QUOTED PASSAGE |
******

In preparation for this GSoC, I had fixed issues with the latest Boxy to work again on Windows (PR#49) by bypassing cygwin's toolchain limitation which was missing timespec_get.
At the start of GSoC20 I had a minimal implementation of SVmiDbg working with Xen / DRAKVUF. The state of Bareflank support in LibVMI was minimal and didn't support guest VMs or any VMI events (see previous work section).
2. LibVMI with Bareflank hypervisor / Boxy / MicroV

2.1. Previous work

The previous work made some feature of the Bareflank hypervisor (without guest VM support) work with LibVMI.
Two previous GSoC and a contribution between them have been made to add Bareflank hypervisor support for LibVMI.

First GSoC: Initial Bareflank driver for LibVMI (memory / register access) for the Bareflank hypervisor (i.e. Bareflank, LibVMI)
Intermediate contribution: Based on the previous work, it made the Bareflank driver support for LibVMI official (PR: Bareflank driver)
Second GSoC: Updated to support the newer Bareflank hypervisor API and other work in progress. (LibVMI and Bareflank)

2.1.1. Features


Memory access
Limited register read/write support

2.1.2. Limitations


Limited number of register read/write support
No guest support: LibVMI can only introspect its current running operating system.
No Windows support: Due to the previous point, LibVMI needs to run on the host which has to be Linux
No VMI event support

2.2. My work during GSoC20

My work during GSoC has been focused first on adding guest VM support to LibVMI (Boxy/MicroV with Buildroot), then on adding the needed VMI events by SVmiDbg between the Boxy/MicroV hypervisor.
2.2.1. Work

2.2.1.1. Porting the previous work to Boxy

Using the previous work's ABI, it had to be ported to Boxy to add guest VM support. Doing so, we stopped supporting the base hypervisor as is. What this means is simply that LibVMI needs its own Linux VM whereas before it was running directly on the host. However, we gain the ability to introspect a Windows host as mentioned before.

Boxy PR: Add initial support for LibVMI
LibVMI PR: LibVMI: Add Bareflank Boxy / MicroV support)

See the challenges section for the difficulty encountered with this work.
2.2.1.2. VMILinux: A minimal Linux VM for LibVMI with Buildroot

Creating VMILinux (service VM): a tiny Linux environment made with Buildroot to cross compile LibVMI and its dependencies.

Boxy: Add LibVMI VM example with Buildroot

Requested by my backup mentor Dr. Tamas K Lengyel, I had posted a demo of LibVMI's process list example running in Boxy in a tiny Linux VM on a Windows host.
2.2.1.3. MicroV: A new ABI replacing Boxy

Boxy is in the process of being replaced by MicroV. After feedback from Dr. Rian Quinn from my first Boxy PR, we have defined a new MicroV ABI to help with the long-term support of this project.

I provided what I thought would be needed for LibVMI as an ABI specification draft
Dr. Rian Quinn posted the new MicroV ABI

Following the new MicroV ABI, I reimplemented some hypercalls which removed the need from using JSON within the hypervisor as was previously done with the old ABI and since there weren't many hypercalls left to reimplement, I simply reimplemented those too. This will allow LibVMI to support the upcoming MicroV hypervisor.

******

Items from a data source
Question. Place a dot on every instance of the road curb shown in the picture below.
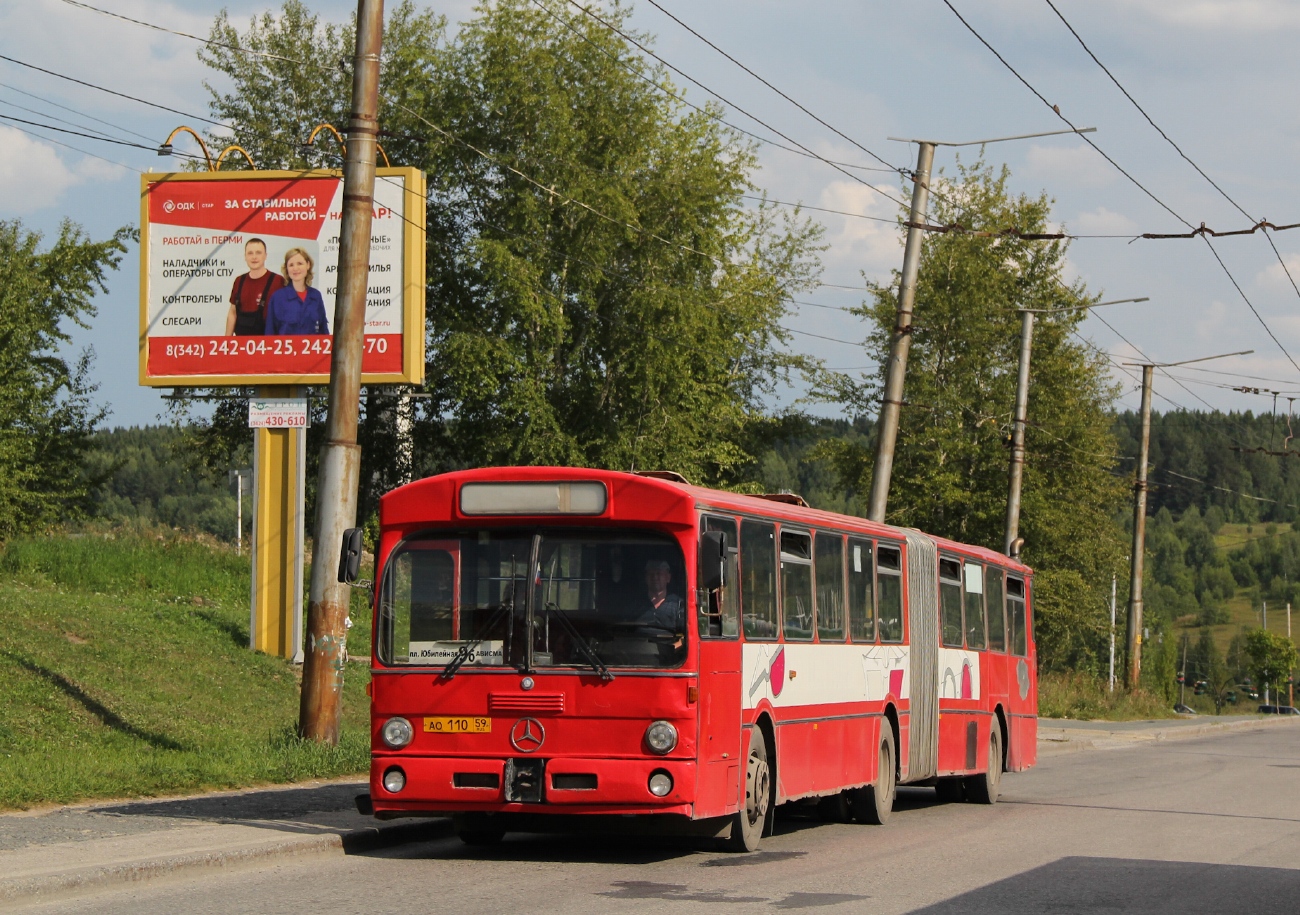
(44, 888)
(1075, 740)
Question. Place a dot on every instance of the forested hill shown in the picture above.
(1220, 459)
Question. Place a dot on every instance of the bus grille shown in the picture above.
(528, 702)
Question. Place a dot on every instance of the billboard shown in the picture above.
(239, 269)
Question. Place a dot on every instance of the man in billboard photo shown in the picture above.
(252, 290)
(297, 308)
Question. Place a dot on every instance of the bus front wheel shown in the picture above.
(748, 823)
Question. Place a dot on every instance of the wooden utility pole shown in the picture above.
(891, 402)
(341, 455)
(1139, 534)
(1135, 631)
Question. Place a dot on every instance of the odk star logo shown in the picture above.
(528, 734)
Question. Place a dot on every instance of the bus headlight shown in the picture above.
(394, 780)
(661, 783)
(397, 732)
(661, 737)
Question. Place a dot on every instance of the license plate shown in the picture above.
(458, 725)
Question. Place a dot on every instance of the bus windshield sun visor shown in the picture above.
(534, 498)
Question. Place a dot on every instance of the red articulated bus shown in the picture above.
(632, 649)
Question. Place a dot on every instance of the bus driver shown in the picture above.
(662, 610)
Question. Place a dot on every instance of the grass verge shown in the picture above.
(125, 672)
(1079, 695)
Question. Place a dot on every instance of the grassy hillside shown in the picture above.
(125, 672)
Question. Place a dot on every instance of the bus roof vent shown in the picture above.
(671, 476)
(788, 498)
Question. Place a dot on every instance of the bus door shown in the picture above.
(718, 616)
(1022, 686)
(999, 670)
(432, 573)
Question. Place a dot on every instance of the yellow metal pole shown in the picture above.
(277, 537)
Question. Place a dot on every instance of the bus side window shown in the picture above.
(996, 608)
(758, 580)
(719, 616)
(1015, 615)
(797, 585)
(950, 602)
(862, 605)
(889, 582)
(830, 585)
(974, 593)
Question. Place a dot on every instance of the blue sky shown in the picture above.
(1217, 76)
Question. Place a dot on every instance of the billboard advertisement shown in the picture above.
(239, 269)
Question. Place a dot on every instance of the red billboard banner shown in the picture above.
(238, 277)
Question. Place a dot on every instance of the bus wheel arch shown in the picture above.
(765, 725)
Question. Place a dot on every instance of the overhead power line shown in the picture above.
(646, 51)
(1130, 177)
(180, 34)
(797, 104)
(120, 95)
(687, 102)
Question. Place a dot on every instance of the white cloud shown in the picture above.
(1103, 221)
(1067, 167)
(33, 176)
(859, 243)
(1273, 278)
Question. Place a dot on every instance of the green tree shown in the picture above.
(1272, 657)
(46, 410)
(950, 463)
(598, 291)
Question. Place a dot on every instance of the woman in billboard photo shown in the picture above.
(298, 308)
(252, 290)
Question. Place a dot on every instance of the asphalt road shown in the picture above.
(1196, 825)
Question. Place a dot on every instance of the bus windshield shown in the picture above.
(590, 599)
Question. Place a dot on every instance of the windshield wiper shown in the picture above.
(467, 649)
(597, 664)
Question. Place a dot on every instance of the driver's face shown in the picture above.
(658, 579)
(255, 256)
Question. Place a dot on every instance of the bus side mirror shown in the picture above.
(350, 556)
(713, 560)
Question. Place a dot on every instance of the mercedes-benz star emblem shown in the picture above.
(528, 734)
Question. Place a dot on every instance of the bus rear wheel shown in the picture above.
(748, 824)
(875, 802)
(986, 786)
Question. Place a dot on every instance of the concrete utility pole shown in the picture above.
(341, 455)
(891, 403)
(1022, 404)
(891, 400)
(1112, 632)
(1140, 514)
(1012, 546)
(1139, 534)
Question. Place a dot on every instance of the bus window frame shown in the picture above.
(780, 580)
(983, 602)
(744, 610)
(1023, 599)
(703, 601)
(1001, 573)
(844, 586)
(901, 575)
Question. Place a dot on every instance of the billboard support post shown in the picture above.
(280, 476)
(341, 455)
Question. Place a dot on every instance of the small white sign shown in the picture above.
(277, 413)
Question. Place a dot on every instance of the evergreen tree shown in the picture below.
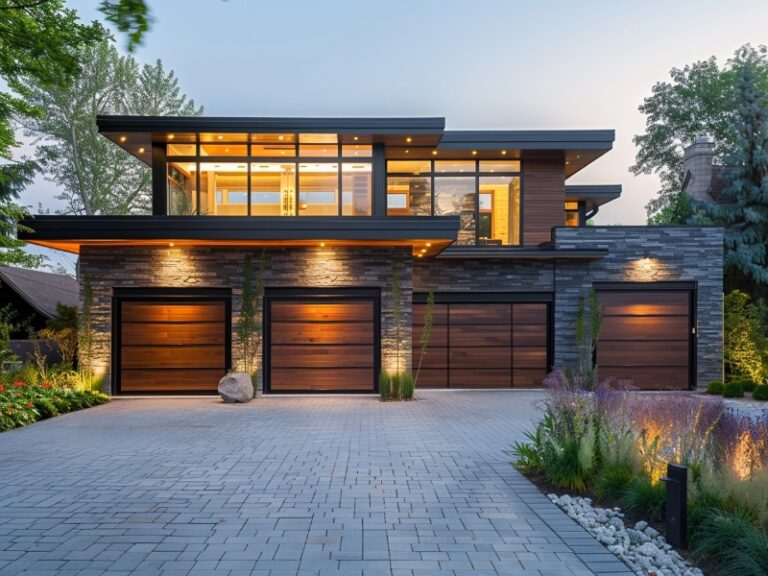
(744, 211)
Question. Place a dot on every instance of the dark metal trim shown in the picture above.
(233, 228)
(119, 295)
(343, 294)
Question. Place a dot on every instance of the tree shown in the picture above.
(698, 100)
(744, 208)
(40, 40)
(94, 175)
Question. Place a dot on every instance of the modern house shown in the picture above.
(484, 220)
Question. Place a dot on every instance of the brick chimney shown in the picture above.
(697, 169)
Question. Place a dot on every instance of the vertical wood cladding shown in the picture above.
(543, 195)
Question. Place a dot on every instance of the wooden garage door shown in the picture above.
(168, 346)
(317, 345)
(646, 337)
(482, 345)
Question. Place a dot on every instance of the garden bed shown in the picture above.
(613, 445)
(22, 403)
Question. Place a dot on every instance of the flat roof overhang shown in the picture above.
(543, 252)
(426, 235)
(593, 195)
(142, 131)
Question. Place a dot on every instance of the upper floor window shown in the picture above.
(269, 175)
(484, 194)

******

BRIEF A | Repeat the stretch of the LibVMI and Bareflank write-up from "See the challenges" through "a Windows host.".
BRIEF B | Write the next part of the LibVMI and Bareflank write-up, starting after its final sentence.
These items were drawn from a separate source.

EXERCISE RESPONSE A |
See the challenges section for the difficulty encountered with this work.
2.2.1.2. VMILinux: A minimal Linux VM for LibVMI with Buildroot

Creating VMILinux (service VM): a tiny Linux environment made with Buildroot to cross compile LibVMI and its dependencies.

Boxy: Add LibVMI VM example with Buildroot

Requested by my backup mentor Dr. Tamas K Lengyel, I had posted a demo of LibVMI's process list example running in Boxy in a tiny Linux VM on a Windows host.

EXERCISE RESPONSE B |
Boxy: MicroV: implement initial spec needed for LibVMI
LibVMI: Add MicroV support to the Bareflank driver
Bareflank base hypervisor: Add MicroV support

2.2.1.4. VMI Events: MTF (Single-steps), EPT (Memory events) and Control Register events

I was able to reach the VMI events milestone which was probably the hardest part of this project (see the Challenges of VMI Events section).

Boxy MicroV: Add support for exit events (control register access, single step (MTF) and memory events (EPT))
LibVMI: BF: Add initial support for VMI events
MicroV: Virtual Processor Exits specification is my addition to the MicroV specification. It is my proposition for adding support for VMI events. My exact changes are visible from the diff here.

The set of MicroV APIs that I have defined is loosely based on VMX exiting and adds vmread, vmwrite hypercalls for direct access to the VMCS. The hypercalls next_exit and end_of_exit are used for the processing of VM exit events and to tell the hypervisor how to proceed. I also made this set of hypercalls usable from user space (bypassing the kernel) for less overhead or from a kernel driver (by vIRQ injection) if desired. While usable from user space, I made sure to make it compatible with PCIe passthrough or vIRQ injection.
2.2.1.5. Multiple serial passthrough


Boxy: Add support for multiple UART passthrough

This will be needed by SVmiDbg to add interactivity with serial polling between the server in the VM and a GDB client on a secondary machine.
2.2.1.6. Extra work


MicroV spec and implementation (see section 2.2.1.3. MicroV: A new ABI replacing Boxy)
Buildroot contribution originally needed for the support of the old ABI.
Google Rekall contribution to fix profile generation needed by LibVMI
Control Register event (see VMI events section).

Control register events were originally planned as extra work for the future but I needed a way for events to fire off while requiring the least amount of setup. I couldn't rely on LibVMI's semantic ability and while CR3 events happen all the time (every time a process is being scheduled) it made the most sense to me to use them. This will also allow user space application to be targeted by SVmiDbg in the future.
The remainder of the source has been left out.